Task directions:
Copy exactly the run of lines that begins at the line with "Please segment every instance of the man's" and ends at the final line of the entries.

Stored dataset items
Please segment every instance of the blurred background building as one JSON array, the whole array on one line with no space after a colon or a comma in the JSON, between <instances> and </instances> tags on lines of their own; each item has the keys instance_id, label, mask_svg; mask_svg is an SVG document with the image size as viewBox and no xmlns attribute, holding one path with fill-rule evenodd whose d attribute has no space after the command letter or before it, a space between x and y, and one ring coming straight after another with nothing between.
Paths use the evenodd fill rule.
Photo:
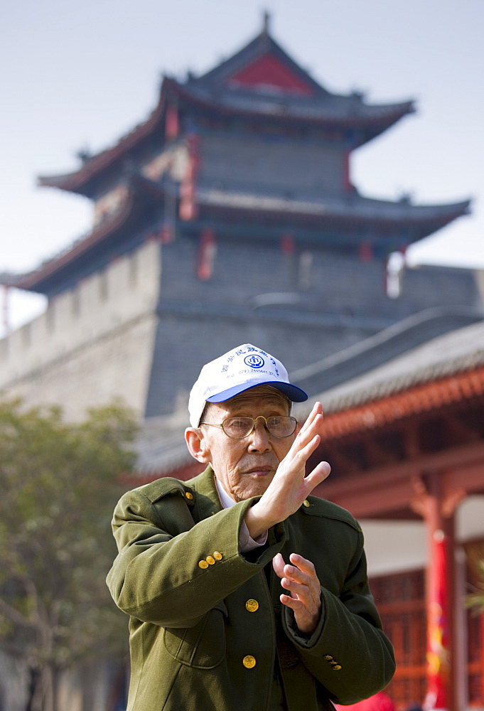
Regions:
<instances>
[{"instance_id":1,"label":"blurred background building","mask_svg":"<svg viewBox=\"0 0 484 711\"><path fill-rule=\"evenodd\" d=\"M414 111L330 92L267 16L207 73L165 76L144 121L40 178L90 198L93 225L1 275L48 304L0 341L0 392L74 419L121 397L142 423L139 481L187 479L201 365L237 343L274 353L325 406L315 459L333 473L317 493L362 521L398 660L389 693L461 710L484 705L483 625L463 604L466 553L484 549L484 273L406 264L468 201L374 199L351 173L355 151Z\"/></svg>"}]
</instances>

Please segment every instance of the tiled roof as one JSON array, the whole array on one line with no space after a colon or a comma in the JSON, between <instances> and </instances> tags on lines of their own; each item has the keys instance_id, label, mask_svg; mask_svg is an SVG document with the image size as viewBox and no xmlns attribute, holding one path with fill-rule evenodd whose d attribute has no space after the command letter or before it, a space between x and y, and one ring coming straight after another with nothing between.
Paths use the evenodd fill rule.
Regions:
<instances>
[{"instance_id":1,"label":"tiled roof","mask_svg":"<svg viewBox=\"0 0 484 711\"><path fill-rule=\"evenodd\" d=\"M297 382L297 380L296 380ZM373 429L409 415L484 394L484 321L433 338L297 407L306 417L316 400L325 437Z\"/></svg>"},{"instance_id":2,"label":"tiled roof","mask_svg":"<svg viewBox=\"0 0 484 711\"><path fill-rule=\"evenodd\" d=\"M451 220L468 212L470 202L446 205L412 205L407 201L371 200L357 194L325 196L319 199L291 199L200 187L197 201L209 208L254 210L259 213L291 214L313 217L322 221L333 220L345 222L387 222L394 225L428 225L429 232L442 227ZM438 227L437 227L438 225ZM419 235L421 237L423 235Z\"/></svg>"}]
</instances>

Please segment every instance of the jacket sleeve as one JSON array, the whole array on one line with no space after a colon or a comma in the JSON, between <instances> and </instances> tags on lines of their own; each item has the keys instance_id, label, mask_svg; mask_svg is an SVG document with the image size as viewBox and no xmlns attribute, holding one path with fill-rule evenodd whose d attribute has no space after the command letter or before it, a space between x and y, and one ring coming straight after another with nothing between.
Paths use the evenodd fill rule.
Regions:
<instances>
[{"instance_id":1,"label":"jacket sleeve","mask_svg":"<svg viewBox=\"0 0 484 711\"><path fill-rule=\"evenodd\" d=\"M268 545L248 560L240 555L239 533L252 500L195 523L180 491L163 499L155 506L141 488L121 498L112 524L119 553L107 582L127 614L190 627L274 557L284 526L271 529Z\"/></svg>"},{"instance_id":2,"label":"jacket sleeve","mask_svg":"<svg viewBox=\"0 0 484 711\"><path fill-rule=\"evenodd\" d=\"M393 648L368 587L361 531L343 589L336 595L322 587L321 601L321 620L310 639L298 635L287 609L284 630L331 700L353 704L384 688L395 670Z\"/></svg>"}]
</instances>

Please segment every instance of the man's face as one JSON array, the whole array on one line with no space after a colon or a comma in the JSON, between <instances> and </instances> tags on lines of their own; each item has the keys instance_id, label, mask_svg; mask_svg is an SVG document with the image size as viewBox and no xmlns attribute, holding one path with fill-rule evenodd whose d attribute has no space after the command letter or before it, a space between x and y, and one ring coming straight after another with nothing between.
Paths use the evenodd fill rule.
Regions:
<instances>
[{"instance_id":1,"label":"man's face","mask_svg":"<svg viewBox=\"0 0 484 711\"><path fill-rule=\"evenodd\" d=\"M227 417L255 419L289 414L289 404L279 390L258 385L224 402L210 402L203 416L206 422L221 424ZM220 427L200 425L204 451L217 478L236 501L262 496L286 456L295 434L278 439L258 419L252 434L243 439L228 437Z\"/></svg>"}]
</instances>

Written answer:
Please segment every instance of the man's face as one JSON array, the whole array on one line with no space after a colon or a comma in the JSON, between <instances> and </instances> tags on lines of their own; each item has the keys instance_id, label, mask_svg; mask_svg is an SVG document with the image size as viewBox and no xmlns attribute, holding one path with fill-rule evenodd whose d attribute has no space after the command letter or before it, a space between x and y, and one ring coming straight after another with nothing between.
Paths use the evenodd fill rule.
Regions:
<instances>
[{"instance_id":1,"label":"man's face","mask_svg":"<svg viewBox=\"0 0 484 711\"><path fill-rule=\"evenodd\" d=\"M227 417L255 419L289 414L289 404L279 390L258 385L224 402L210 402L203 416L206 422L221 424ZM220 427L200 425L204 451L217 478L236 501L262 496L286 456L295 434L278 439L258 419L252 434L243 439L228 437Z\"/></svg>"}]
</instances>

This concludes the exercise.